### Task brief
Rewrite the guinea pig text from "We, the writers" to "of the moment).", swapping "Sunday" for "Saturday".

### Passage to read
■ ■ ■ ■ ■ ■ ■

We, the writers of GDT, have been thinking about how it might be possible to make guinea pigs more interesting. You know the little buggers; eat, sleep, walk, and if you're really lucky it might stop screaming long enough for you to find enough foam and ducktape to make that suckers cage airtight (then the real fun starts. We suggest Sarran Wrap. That allows the best seal-to-view ratio). First we thought of crossing it through the magic of genetic engineering with a howler monkey, but then we realized that that might just exacerbate the problem.
Then it hit us. Lemmings! Lemmings are interesting. Hell, a couple thousand of those little gits, a fjord or two, some popcorn, and maybe few lawnchairs. It's better than watching a football game on a Sunday afternoon, but it's strictly a spectator sport ( though I can name at least seven people I'd like to see swept up in the heat of the moment).
Just think of all the possibilities. Instead of having one of those annoying running wheels, you could have a cliff so it can hurl itself off of. If it's overweight and lazy (as most American pets seem to be.) it could be like an escalator , the lemme-pig wouldn't have to do anything. They're worse than dogs at dinner, though. They won't beg for food, but they want you to pick them up and put them on the table. I beseech you: DON'T DO IT! As soon as they know they can manipulate you, you'll be nothing but a glorified airlift. They'll expect it to be done over, and over, and over again.
The up side of owning a lemme-pig is that kids enjoy watching them more than television. Slinkies aren't seen as often with a lemme-pig in the home.

■ ■ ■ ■ ■ ■ ■

Stored items
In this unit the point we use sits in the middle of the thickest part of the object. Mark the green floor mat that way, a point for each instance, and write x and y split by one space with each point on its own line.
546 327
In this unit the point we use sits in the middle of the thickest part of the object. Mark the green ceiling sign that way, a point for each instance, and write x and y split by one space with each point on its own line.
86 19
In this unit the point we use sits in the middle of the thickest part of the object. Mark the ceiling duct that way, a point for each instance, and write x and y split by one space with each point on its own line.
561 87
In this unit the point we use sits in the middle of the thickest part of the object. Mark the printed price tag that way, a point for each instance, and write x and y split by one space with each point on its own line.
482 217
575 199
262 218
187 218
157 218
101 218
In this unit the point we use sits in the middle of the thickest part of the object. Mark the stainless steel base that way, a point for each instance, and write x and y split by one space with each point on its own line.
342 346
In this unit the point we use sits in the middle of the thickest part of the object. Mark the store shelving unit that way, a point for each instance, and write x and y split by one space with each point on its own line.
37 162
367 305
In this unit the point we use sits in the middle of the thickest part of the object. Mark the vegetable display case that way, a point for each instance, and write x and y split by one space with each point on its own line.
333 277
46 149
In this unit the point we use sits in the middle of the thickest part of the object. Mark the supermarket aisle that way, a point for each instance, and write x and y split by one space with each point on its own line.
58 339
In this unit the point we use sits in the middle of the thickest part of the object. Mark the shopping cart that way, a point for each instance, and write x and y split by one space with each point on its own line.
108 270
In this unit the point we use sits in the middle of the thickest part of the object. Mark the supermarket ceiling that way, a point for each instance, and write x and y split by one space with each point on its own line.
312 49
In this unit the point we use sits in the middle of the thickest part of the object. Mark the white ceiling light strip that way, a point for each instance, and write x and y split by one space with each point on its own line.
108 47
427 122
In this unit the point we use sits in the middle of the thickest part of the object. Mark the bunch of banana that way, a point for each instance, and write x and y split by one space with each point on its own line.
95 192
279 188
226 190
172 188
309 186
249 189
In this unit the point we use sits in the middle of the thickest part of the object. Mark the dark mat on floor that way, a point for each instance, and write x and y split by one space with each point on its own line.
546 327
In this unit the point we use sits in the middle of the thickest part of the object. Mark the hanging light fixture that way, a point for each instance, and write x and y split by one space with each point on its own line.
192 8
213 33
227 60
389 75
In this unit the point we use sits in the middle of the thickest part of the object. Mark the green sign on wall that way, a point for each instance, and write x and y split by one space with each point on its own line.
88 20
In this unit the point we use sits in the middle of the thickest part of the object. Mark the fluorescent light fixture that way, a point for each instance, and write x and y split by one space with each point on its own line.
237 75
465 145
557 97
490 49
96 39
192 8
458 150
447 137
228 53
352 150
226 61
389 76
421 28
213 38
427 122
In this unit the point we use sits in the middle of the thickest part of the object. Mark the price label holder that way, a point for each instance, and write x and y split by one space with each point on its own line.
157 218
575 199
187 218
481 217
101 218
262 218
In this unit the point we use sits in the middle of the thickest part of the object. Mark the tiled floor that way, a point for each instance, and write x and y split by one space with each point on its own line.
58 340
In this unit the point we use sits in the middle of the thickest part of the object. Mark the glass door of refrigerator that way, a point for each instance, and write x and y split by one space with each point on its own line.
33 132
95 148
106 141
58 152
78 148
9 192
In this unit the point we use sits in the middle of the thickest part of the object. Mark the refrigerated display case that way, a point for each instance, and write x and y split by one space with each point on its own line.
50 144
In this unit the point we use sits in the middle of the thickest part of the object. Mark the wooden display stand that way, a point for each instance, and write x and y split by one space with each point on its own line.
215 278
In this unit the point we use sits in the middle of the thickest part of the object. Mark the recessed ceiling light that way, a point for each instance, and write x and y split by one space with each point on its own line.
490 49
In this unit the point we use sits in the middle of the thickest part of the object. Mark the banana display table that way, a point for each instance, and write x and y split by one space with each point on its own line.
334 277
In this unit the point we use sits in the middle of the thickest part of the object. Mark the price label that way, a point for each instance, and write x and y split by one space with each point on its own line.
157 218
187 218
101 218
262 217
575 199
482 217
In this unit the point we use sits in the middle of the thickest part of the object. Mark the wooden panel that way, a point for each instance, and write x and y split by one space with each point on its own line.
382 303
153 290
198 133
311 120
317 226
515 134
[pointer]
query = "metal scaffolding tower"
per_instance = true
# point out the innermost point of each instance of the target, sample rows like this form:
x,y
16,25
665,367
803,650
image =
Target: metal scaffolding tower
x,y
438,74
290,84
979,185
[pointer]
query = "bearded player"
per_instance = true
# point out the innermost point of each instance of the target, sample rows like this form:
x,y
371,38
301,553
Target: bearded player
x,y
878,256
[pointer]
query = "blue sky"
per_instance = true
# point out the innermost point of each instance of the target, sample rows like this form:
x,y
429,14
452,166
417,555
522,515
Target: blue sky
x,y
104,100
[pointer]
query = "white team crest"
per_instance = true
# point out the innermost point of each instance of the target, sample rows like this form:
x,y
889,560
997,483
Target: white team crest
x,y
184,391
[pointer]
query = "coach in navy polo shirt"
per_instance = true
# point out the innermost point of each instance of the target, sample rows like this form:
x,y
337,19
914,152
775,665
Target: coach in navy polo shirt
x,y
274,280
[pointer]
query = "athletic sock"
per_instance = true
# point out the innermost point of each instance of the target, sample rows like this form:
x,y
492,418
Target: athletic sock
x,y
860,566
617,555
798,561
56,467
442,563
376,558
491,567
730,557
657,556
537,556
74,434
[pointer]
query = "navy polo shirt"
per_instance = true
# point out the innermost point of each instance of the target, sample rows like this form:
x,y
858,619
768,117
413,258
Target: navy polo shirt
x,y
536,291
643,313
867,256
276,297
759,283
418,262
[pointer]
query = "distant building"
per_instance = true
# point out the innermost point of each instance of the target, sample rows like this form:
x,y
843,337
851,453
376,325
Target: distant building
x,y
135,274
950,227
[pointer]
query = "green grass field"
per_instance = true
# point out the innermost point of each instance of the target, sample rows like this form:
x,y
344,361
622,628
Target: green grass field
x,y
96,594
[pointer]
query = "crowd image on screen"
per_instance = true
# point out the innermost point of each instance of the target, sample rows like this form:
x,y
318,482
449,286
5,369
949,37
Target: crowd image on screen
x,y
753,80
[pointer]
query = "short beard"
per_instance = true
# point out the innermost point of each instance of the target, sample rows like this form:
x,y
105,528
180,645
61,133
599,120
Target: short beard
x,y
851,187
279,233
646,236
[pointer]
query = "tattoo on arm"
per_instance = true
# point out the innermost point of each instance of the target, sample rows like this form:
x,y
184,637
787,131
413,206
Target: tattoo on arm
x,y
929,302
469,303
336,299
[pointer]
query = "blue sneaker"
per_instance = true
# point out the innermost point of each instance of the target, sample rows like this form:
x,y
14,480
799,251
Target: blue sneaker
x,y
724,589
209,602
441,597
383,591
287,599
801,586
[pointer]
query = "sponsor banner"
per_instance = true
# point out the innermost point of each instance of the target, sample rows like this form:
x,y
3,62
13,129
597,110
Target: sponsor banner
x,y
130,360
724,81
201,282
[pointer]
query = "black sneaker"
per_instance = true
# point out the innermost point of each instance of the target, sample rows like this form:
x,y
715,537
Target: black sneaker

■ ■ ■ ■ ■ ■ ■

### Answer space
We, the writers of GDT, have been thinking about how it might be possible to make guinea pigs more interesting. You know the little buggers; eat, sleep, walk, and if you're really lucky it might stop screaming long enough for you to find enough foam and ducktape to make that suckers cage airtight (then the real fun starts. We suggest Sarran Wrap. That allows the best seal-to-view ratio). First we thought of crossing it through the magic of genetic engineering with a howler monkey, but then we realized that that might just exacerbate the problem.
Then it hit us. Lemmings! Lemmings are interesting. Hell, a couple thousand of those little gits, a fjord or two, some popcorn, and maybe few lawnchairs. It's better than watching a football game on a Saturday afternoon, but it's strictly a spectator sport ( though I can name at least seven people I'd like to see swept up in the heat of the moment).